Grace Franklin, Public Health Director: Independence Day & Beyond!

We hold these truths to be self-evident. Independence Day 2020 will be one-of-a-kind, fireworks largely confined to our squash, as many are compelled to remain isolated – and/or angsty when stepping out. The following is a note from San Miguel County’s Public Health Director, Grace Franklin, about the Fourth of July (and beyond into the summer) in the Telluride region.

Grace Franklin, County Public Health Director.

As we enter the holiday weekend, I wanted to take this opportunity to further explain our public health approach with summer in full swing. First, I know you will join me in saying how thankful I am that all of our new COVID-19 cases are recovering well. Immediate contact tracing and increased access to test literally hundreds of people has allowed us to help contain the potential pockets of spread and continue to refine our process for responding to this unique virus.

As we assess our public health approach, we regularly examine these four main metrics:

Transmission: Caseload with an eye on potential surge.
Test: Access and the ability to conduct PCR testing.
Trace: Ability to quickly and effectively contact trace.
Treat: Meet the healthcare needs of our community, including ICU access from regional hospitals.

> _MATERIAL SHOWN_:

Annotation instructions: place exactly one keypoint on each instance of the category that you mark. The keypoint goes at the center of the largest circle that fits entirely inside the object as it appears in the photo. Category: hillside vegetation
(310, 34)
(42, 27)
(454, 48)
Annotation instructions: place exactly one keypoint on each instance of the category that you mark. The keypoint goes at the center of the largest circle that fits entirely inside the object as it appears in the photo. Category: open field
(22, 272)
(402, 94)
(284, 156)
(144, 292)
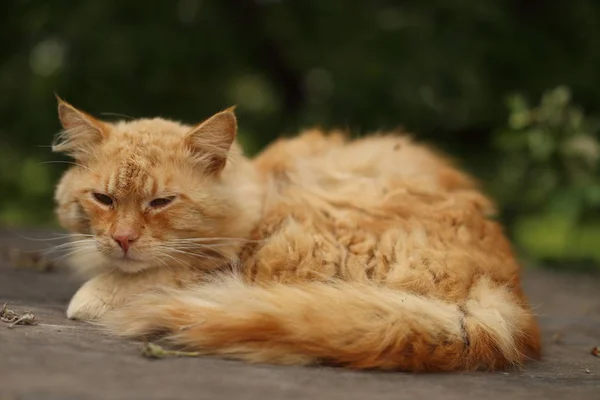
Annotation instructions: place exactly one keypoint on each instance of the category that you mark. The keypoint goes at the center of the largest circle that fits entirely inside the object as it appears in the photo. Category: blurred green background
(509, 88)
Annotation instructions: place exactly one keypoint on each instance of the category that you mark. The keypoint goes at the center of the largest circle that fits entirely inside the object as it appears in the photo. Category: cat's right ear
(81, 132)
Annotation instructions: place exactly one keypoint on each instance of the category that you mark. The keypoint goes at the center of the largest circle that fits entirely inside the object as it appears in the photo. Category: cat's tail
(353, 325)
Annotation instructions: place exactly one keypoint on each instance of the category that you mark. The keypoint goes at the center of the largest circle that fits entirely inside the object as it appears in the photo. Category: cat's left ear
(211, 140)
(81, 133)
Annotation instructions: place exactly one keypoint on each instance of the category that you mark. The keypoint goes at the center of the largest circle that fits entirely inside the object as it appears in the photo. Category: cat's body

> _APPLY WHAT YOU READ_:
• a. In the public health director's note, rewrite the passage from "Transmission: Caseload with" to "effectively contact trace.", with "diagnostic testing" in place of "PCR testing".
• b. According to the public health director's note, what are the four main metrics regularly examined?
• c. Please continue the public health director's note on the Fourth of July from where it stops.

> _TASK-BY-TASK OUTPUTS_:
• a.
Transmission: Caseload with an eye on potential surge.
Test: Access and the ability to conduct diagnostic testing.
Trace: Ability to quickly and effectively contact trace.

• b. Transmission, Test, Trace, and Treat.

• c.
This week, we launched an updated dashboard on the County website that includes color coded indicators for these four metrics. If there is significant movement in at least two of the four metrics, adjustments may be made to our phased re-opening. To date, with the support of the Telluride Regional Medical Center, Uncompahgre Medical Center and our regional partners, San Miguel County has been able to appropriately respond to the demands of the pandemic.

I am aware that some of you are concerned with the amount of visitor traffic Telluride is experiencing. Our business, restaurant and lodging communities have implemented our strategic guidelines, and I am confident in their ability to operate safely. With your continued vigilance to best practices, our phased-approach will work.

One of the key components of our protection is wearing a simple, cloth face-mask in public. This easy practice is proven to help reduce viral spread. Remember, this must be worn over your mouth AND your nose to help keep respiratory droplets from spreading.

Even with your face-mask, continue to maintain physical distancing, limit group sizes, and stay at home if you are sick.  Should you experience symptoms such as shortness of breath, coughing, fever, diarrhea, or nausea, call your healthcare provider for an evaluation and testing.

When we look across our state and country, we can appreciate our good fortune with the state of our public health and our collective efforts towards recovery.

My efforts are focused on continuing our recovery in the best interest of our good health.